本文抜粋 —
【視点】地域包括ケアと孤独死

公開日 2016年04月15日

須田昭夫政策調査部長

東京保険医協会 副会長・政策調査部長
須田 昭夫

「社会保障・税の一体改革」といわれると、消費増税は社会保障に充てるのだろうと思われたが、医療も介護も年金も、削減され続けている。1989年に消費税が導入されて以来、消費税と企業減税は、累積総額がいつも一致している。

世界最長寿国を競う日本は、世界第2位のGDPを記録してきた。しかしGDPに対する医療費の割合は、OECD加盟国中で20位前後という低位を保ってきた。コストパフォーマンスを誇ることもできるが、日本は医療費を出せない国ではなく、医療費を出さない国だといえるだろう。

図1_地域包括ケアシステムの5つの構成要素

2015年、経済財政諮問会議は、2025年の高度急性期病床が、現状の3分の1にあたる13万床程度でよく、7対1病床の要件を厳格化して、診療報酬を引き下げるべきだという意見書を提出した。これに従った本年の診療報酬改定は、マイナス1.44%となった。しかし、削減額を明示しない「外枠」が増え、算定要件が厳しくて利用できない点数や、数々の減算規定があり、実際にはさらに大きいマイナス改定になるだろう。入院では重症度評価をより厳しくするなど、患者の退院を促すしくみが強化された。病床回転率のさらなる上昇が医療・介護の現場を疲弊させれば、深刻な医療崩壊を招く恐れがある。

病床(上流)から押し出された患者を受け止めて、患者が暮らしてきた環境(下流)で、その人らしい生活を送れるように支援することが、「地域包括ケアシステム」にうたわれている。しかしその実態は、介護保険と医療保険の相次ぐマイナス改定と、地域医療の実態に合わない制度変更により、医療や介護を受けたくても受けられない人々を増加させている。

図2_自宅氏のうち孤独死が3割以上を占める 自宅死亡数と孤独死・年次推移(23区)

施設と在宅ケア総費用は在宅が高い

患者を地域で支えるシステムの先例は、1970年代に地域包括ケアシステムを行った、広島県の公立みつぎ総合病院の「みつぎ方式」に求めることができるが、経費が嵩むために普及しなかった。

提供情報 —
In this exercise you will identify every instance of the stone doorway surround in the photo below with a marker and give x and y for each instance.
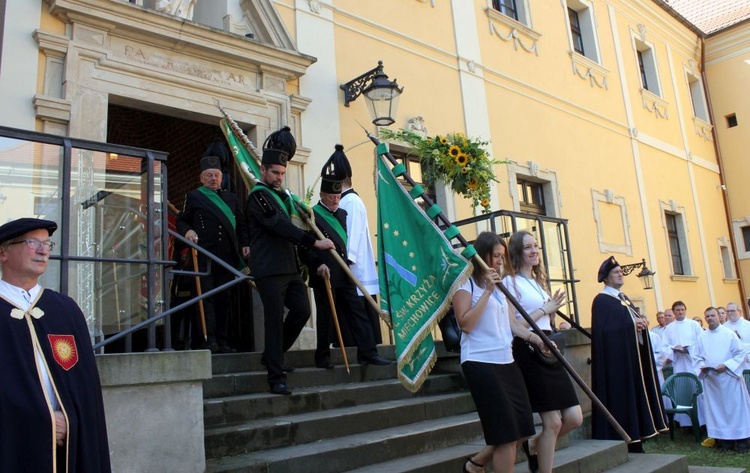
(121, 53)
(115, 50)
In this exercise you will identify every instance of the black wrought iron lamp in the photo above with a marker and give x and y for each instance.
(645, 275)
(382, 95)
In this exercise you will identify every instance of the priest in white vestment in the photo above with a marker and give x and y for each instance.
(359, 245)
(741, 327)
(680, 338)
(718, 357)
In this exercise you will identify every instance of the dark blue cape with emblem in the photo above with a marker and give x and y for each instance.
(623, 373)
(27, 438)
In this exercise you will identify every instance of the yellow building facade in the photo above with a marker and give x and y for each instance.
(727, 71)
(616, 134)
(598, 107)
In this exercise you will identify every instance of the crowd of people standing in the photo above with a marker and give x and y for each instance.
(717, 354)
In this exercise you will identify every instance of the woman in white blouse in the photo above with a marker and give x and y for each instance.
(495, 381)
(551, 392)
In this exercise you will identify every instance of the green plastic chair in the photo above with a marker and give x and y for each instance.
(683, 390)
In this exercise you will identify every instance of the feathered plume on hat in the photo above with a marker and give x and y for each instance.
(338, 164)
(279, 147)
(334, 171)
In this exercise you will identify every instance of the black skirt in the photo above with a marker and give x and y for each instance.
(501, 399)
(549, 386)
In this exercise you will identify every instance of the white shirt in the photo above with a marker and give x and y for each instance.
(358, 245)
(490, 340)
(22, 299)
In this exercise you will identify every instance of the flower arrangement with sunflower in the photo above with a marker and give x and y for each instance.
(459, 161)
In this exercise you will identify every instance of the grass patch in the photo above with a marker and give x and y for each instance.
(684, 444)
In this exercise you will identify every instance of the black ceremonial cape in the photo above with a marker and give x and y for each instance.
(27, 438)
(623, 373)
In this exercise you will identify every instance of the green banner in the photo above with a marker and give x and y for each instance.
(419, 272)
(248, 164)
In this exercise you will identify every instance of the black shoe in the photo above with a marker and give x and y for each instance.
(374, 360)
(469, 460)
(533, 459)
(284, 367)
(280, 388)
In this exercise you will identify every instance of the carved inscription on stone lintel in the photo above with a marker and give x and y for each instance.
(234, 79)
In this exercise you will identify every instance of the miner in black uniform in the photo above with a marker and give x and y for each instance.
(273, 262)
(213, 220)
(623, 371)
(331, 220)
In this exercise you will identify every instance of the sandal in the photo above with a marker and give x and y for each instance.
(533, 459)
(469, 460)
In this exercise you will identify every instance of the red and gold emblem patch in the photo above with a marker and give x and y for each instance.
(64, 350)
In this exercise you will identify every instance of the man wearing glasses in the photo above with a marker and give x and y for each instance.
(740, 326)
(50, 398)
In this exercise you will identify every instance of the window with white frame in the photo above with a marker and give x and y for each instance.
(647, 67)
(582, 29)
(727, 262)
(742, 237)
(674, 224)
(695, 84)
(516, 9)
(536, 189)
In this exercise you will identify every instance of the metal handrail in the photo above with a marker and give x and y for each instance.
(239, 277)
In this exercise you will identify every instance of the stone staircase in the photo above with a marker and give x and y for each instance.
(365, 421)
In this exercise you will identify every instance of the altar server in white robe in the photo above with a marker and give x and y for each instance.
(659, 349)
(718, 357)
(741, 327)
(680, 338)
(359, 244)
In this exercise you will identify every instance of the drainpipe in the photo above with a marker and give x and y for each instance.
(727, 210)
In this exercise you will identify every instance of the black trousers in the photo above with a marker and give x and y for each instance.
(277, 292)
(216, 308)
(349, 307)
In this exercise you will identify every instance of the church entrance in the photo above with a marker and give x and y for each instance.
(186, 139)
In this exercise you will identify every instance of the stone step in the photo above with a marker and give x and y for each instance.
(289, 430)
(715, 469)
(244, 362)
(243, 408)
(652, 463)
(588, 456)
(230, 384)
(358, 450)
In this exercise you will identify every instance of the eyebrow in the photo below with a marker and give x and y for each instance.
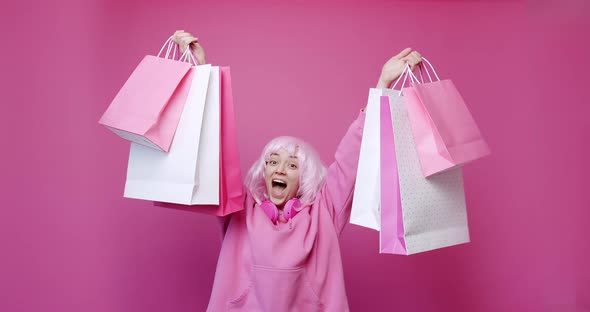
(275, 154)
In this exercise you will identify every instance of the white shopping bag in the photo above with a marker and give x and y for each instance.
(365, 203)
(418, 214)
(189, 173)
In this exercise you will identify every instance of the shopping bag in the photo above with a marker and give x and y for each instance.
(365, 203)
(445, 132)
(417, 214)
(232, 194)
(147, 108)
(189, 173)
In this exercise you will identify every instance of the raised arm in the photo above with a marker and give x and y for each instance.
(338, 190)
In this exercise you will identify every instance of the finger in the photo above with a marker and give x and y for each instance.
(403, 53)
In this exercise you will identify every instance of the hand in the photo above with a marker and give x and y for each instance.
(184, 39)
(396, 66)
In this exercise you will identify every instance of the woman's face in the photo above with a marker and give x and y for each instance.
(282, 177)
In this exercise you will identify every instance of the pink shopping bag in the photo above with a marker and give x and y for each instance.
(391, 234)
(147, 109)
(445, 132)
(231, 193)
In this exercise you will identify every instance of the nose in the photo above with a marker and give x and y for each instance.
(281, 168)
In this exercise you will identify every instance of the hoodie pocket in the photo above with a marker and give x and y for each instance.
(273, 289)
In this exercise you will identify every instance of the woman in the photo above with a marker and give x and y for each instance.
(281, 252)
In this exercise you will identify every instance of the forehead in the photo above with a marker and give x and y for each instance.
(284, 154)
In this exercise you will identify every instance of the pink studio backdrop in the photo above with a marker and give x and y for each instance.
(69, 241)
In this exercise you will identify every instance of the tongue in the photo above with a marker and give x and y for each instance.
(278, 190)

...

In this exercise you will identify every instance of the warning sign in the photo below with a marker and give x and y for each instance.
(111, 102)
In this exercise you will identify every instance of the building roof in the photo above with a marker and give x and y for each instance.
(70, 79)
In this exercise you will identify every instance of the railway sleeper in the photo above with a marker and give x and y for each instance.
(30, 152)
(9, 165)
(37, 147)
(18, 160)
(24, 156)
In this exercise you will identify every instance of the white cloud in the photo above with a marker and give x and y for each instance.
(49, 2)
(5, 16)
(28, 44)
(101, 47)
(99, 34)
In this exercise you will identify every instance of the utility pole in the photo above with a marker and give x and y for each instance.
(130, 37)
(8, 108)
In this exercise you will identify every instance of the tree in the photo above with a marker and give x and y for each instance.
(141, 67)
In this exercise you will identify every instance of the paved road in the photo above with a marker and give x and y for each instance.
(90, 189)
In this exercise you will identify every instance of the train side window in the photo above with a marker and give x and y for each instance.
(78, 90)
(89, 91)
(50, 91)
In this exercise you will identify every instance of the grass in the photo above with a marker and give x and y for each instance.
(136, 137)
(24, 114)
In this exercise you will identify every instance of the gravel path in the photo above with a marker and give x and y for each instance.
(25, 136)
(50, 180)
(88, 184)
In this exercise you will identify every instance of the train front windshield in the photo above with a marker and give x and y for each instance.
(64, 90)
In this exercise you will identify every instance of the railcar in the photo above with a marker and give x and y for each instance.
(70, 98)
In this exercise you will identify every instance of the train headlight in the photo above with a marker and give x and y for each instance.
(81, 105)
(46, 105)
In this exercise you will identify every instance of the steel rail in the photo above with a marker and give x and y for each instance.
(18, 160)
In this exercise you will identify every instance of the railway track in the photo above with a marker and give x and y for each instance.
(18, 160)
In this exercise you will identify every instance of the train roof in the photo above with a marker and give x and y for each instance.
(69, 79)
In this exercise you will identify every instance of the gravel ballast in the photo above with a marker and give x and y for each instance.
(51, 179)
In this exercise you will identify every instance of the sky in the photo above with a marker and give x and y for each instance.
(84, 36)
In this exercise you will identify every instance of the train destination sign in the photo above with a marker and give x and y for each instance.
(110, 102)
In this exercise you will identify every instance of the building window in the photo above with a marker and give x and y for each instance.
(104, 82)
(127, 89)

...

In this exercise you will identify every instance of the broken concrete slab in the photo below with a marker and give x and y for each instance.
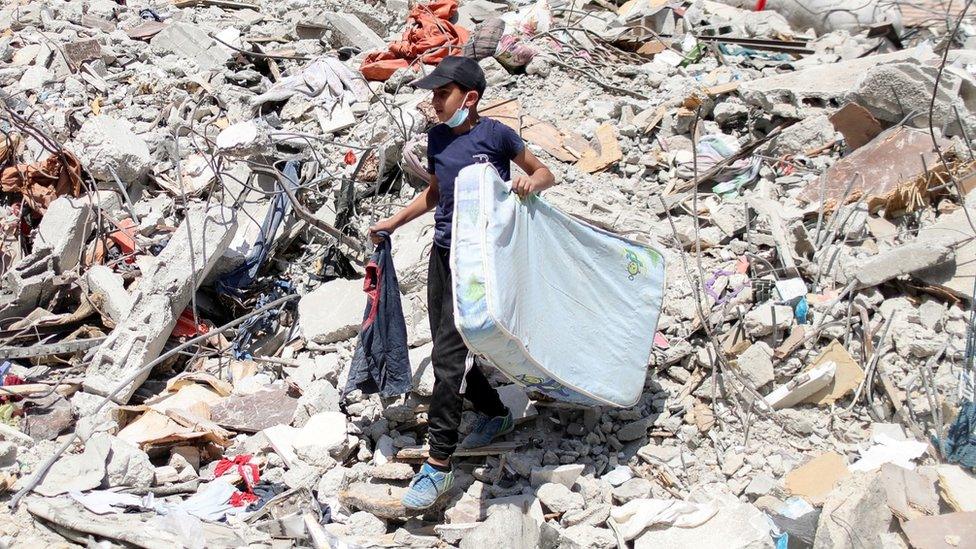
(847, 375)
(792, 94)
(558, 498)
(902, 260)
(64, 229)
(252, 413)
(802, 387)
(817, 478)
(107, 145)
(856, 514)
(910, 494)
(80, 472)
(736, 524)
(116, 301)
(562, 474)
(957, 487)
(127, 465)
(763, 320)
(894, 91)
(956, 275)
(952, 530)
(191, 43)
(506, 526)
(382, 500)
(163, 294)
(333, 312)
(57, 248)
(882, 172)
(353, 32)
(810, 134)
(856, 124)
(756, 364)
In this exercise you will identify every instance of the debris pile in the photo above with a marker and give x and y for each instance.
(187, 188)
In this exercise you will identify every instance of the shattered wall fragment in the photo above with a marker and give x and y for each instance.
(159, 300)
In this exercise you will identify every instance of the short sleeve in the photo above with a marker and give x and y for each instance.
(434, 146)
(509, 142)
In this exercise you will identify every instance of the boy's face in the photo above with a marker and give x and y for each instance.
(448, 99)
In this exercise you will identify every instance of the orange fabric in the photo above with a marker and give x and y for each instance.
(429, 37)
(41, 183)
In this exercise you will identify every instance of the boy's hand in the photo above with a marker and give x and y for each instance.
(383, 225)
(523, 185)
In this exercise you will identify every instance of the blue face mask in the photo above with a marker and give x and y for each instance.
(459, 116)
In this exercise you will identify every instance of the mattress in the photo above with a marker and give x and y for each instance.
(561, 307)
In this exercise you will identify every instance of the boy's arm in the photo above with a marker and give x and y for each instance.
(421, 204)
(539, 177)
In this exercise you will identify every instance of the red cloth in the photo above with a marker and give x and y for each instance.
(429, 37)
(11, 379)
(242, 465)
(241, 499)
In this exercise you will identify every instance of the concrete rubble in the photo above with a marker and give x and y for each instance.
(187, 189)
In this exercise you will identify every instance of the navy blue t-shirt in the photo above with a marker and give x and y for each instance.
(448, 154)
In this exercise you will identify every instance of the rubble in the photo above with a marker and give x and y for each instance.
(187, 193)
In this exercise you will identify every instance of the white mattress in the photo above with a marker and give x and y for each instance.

やること — 地域包括ケアと孤独死を論じた本文抜粋を、最後の文の後から書き継いでください。

解答 —
1990年代にも同じ広島県の、尾道市医師会と民間病院が主導する「保健・医療・福祉複合体」が発足したが、御調町(現尾道市)の保健医療福祉の費用は、高齢者一人当たりが、同規模の自治体の4倍にのぼったという(地域包括ケアと地域医療連携、二木立著、勁草書房、2015)。

諸外国でも、施設入所者を在宅化させると、総費用が15~30%ほど増加するという報告が多いようだ。患者を地域で支えるためには、当然ながらそれなりの経費が必要だろう。

いま介護保険では、要支援者へのサービスの一部が、ボランティアや無資格者に委ねられたうえに、要介護2までのサービスも切り詰められようとしている。地域包括ケアシステムは、完成もしないうちに、頼るべき基盤が崩されている。

病床数の抑制により2030年、有料老人ホームやサ高住など、自宅以外での在宅死は全死亡数の28%(47万人)にも急増し、首都圏と関西圏などの都市部における自宅死亡の割合は、東京都区部17.9%、大阪15.2%など、顕著な増加が推定されている。 東京都監察医務院は、2000~2011年の東京区部における自宅死亡増加分の4割は、看取る人のいない「孤独死」であったと報告している。この数字は淋しすぎないだろうか。医療費削減を目的として地域包括ケアを行わせることには、無理がありそうだ。